取り組む課題>
1. 抗核抗体の文章から、「細胞は絶えず体内で動いており」を含む語句で始まり「はないということになります。」で終わる部分を、一字も変えずに書き写して返すこと。
2. 抗核抗体の文章で、抗核抗体が陽性の場合に注意が必要とされている症状をすべて挙げよ。
3. 次の(a)〜(c)が抗核抗体の文章の内容と合っているかを、それぞれ「はい」か「いいえ」で答えよ。判断の根拠となる文章中の語句もそのまま引用すること。
(a) 健康な人でも2割ほどは抗核抗体が陽性になる。
(b) 抗核抗体検査で陽性が出れば、膠原病と確定する。
(c) 抗核抗体検査では、基準値の80倍未満までが陰性とされる。

分析用の文章>
*-*-*
健康診断の結果、何かの検査値が高いといわれた場合、その検査値が関係する病気が疑われます。健康診断で抗核抗体が高い、陽性といわれた場合、どうすればよいのでしょうか。
抗核抗体とは
抗核抗体は、一部の膠原病における陽性率が高いため、膠原病が疑われるときにまず最初に検査される自己抗体の総称です。
おたふくかぜやはしかなどのウイルスや細菌に感染した場合、体内で抗体がつくられます。二度目はかからない病気があるのはこの抗体がそれ専用の抵抗力を持つからです。
人間の身体には自分自身に対しては抗体ができないような仕組みがあります。これは自分の身体を自分の一部と判断して免疫の対象から除外していることによります。膠原病では自分の身体を自身と判断できず、自分の細胞の核に対して抗体が産生されてしまいます。その産生された自己抗体を抗核抗体といい、膠原病の原因のひとつと考えられています。
抗核抗体は細胞の核にあるタンパク質を攻撃します。
タンパク質は核の中にあり、核は細胞の中にあるため、通常は免疫系から見えません。
細胞は絶えず体内で動いており、その間に細胞の核の内容物が免疫系に一時的に見えてしまうことがあります。免疫系が核タンパク質を見たときに何をするかというと、核タンパク質に対する抗体を作ろうとします。通常、免疫系は核タンパク質を長時間見ることができないため、データ不足で多くは抗体を作ることができません。
例えるなら、宇宙のどこかの星に人間がいて地球を定点から観測していたとして、地球は地軸を中心に回っているので日本は1日1回しか見えません。しかし、何らかの理由で地球の自転が止まり、定点観測の範囲に日本があれば、じっくり観察した上で精密な日本地図を作ることが出来るでしょう。免疫系が核の内容物を長期間にわたって見ることができれば、抗体を作るデータが十分に得られてしまい、抗核抗体が大量に生産される可能性があります。少量生産される程度なら通常の範囲ですが、大量に出来ると健康な細胞を攻撃する可能性があります。
抗核抗体が陽性なら膠原病なの?
膠原病が疑われるときにする検査ですので、陽性であれば診断には近づきます。
しかし、健康な方でも20%程度の方は陽性となります。抗核抗体には様々な種類があり、体内にあったとしても無害なものでも陽性反応はみられます。膠原病にもまた様々な種類があり、それぞれの病気に結びつく抗核抗体があります。膠原病の中には抗核抗体検査で陰性となるものも存在するため、抗核抗体検査が陽性イコール膠原病確定ではないということになります。
抗核抗体検査は基準値の40倍未満までが陰性、それ以上が陽性です。40倍の次の基準が80倍、160倍と2倍ずつとなっていて、健康な方でも160倍以上の陽性率が出る割合が5%ほどあります。従って、320倍以上が出てはじめて、より膠原病である可能性が高いとされています。
抗核抗体が陽性と診断されたら
抗核抗体が陽性であっても、すぐに病気が発症するとは限りません。しかし、以下のような症状がある場合は、自己免疫疾患の可能性があるため注意が必要です。
- レイノー現象 寒さやストレスにより手足の血管が収縮し、血流が一時的に低下する現象です。指先が白くなり、
その後紫や赤に変化します。膠原病の症状のひとつです。 - 関節の痛みや腫れ
- 長引く発熱
- 皮膚の発疹
- 口や目の乾燥(ドライマウス・ドライアイ)
膠原病と確定するまでには、抗核抗体検査の値が陽性かつ飛び抜けて高く、何らかの膠原病が疑われる自覚症状があり、さらなる精密検査を実施して異常がある場合にようやく判断されます。気になる症状があれば、一度医師に相談してみましょう。
*-*-*
データ>
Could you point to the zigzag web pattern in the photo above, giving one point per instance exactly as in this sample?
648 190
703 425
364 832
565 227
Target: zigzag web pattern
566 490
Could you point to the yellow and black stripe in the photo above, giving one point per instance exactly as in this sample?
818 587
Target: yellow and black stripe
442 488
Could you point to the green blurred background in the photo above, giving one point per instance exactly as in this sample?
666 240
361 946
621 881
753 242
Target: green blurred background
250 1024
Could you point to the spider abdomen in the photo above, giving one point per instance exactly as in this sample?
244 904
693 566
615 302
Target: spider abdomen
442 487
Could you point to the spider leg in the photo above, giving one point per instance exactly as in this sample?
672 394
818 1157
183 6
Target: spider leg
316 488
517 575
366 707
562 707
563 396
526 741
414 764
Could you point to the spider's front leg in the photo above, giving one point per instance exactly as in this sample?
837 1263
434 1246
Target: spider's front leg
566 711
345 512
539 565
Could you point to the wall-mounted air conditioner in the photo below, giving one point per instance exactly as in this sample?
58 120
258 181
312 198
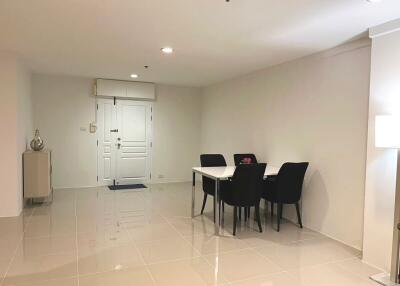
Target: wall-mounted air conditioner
125 89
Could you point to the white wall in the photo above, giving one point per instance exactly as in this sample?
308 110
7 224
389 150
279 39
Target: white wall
63 104
15 129
177 121
314 109
381 163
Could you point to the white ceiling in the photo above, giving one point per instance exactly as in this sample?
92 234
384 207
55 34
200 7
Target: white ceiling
214 40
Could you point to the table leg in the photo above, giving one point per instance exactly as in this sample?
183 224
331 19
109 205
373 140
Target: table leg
193 192
216 207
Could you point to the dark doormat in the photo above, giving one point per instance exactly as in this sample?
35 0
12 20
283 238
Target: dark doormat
126 187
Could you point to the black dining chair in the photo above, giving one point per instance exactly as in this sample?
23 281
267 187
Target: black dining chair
286 188
245 190
211 160
238 158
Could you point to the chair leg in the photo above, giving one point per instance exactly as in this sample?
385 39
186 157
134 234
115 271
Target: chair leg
299 215
279 215
234 220
257 214
204 203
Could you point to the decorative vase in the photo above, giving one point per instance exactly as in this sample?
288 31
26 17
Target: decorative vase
37 142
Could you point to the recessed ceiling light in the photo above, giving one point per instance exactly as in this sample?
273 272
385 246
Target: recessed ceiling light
167 50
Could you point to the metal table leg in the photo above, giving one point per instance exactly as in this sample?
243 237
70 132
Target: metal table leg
216 208
193 192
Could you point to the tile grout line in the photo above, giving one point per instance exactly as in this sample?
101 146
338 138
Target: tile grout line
201 256
17 247
141 256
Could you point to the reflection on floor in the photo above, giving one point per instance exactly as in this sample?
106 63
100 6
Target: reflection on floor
146 237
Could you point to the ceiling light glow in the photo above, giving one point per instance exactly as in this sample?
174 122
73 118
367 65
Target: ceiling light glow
167 50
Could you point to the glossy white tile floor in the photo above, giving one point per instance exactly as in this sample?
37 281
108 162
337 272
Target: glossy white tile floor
146 237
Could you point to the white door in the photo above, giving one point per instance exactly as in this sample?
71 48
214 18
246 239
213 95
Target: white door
126 127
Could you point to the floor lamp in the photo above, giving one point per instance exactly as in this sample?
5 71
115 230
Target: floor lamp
387 135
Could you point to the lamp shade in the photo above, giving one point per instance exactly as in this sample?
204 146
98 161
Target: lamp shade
387 131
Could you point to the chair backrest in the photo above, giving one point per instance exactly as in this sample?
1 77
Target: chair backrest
289 182
247 184
239 157
211 160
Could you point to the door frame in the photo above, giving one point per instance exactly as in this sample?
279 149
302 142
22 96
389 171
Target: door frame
150 156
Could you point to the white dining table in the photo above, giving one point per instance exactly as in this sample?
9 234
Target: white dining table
220 174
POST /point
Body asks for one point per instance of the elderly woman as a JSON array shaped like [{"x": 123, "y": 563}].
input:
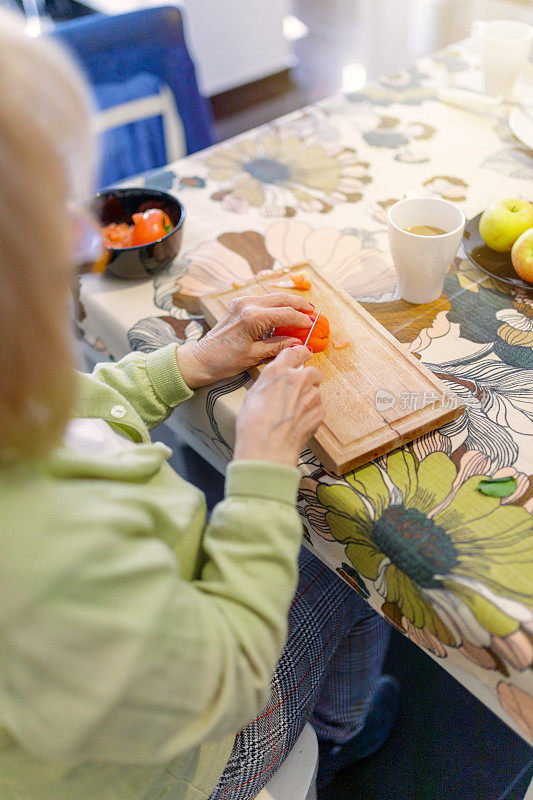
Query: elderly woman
[{"x": 139, "y": 643}]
*-*-*
課題の解答>
1.
細胞は絶えず体内で動いており、その間に細胞の核の内容物が免疫系に一時的に見えてしまうことがあります。免疫系が核タンパク質を見たときに何をするかというと、核タンパク質に対する抗体を作ろうとします。通常、免疫系は核タンパク質を長時間見ることができないため、データ不足で多くは抗体を作ることができません。
例えるなら、宇宙のどこかの星に人間がいて地球を定点から観測していたとして、地球は地軸を中心に回っているので日本は1日1回しか見えません。しかし、何らかの理由で地球の自転が止まり、定点観測の範囲に日本があれば、じっくり観察した上で精密な日本地図を作ることが出来るでしょう。免疫系が核の内容物を長期間にわたって見ることができれば、抗体を作るデータが十分に得られてしまい、抗核抗体が大量に生産される可能性があります。少量生産される程度なら通常の範囲ですが、大量に出来ると健康な細胞を攻撃する可能性があります。
抗核抗体が陽性なら膠原病なの?
膠原病が疑われるときにする検査ですので、陽性であれば診断には近づきます。
しかし、健康な方でも20%程度の方は陽性となります。抗核抗体には様々な種類があり、体内にあったとしても無害なものでも陽性反応はみられます。膠原病にもまた様々な種類があり、それぞれの病気に結びつく抗核抗体があります。膠原病の中には抗核抗体検査で陰性となるものも存在するため、抗核抗体検査が陽性イコール膠原病確定ではないということになります。

2.
- レイノー現象
- 関節の痛みや腫れ
- 長引く発熱
- 皮膚の発疹
- 口や目の乾燥(ドライマウス・ドライアイ)

3.
(a) はい。「健康な方でも20%程度の方は陽性となります」
(b) いいえ。「抗核抗体検査が陽性イコール膠原病確定ではないということになります」
(c) いいえ。「抗核抗体検査は基準値の40倍未満までが陰性、それ以上が陽性です」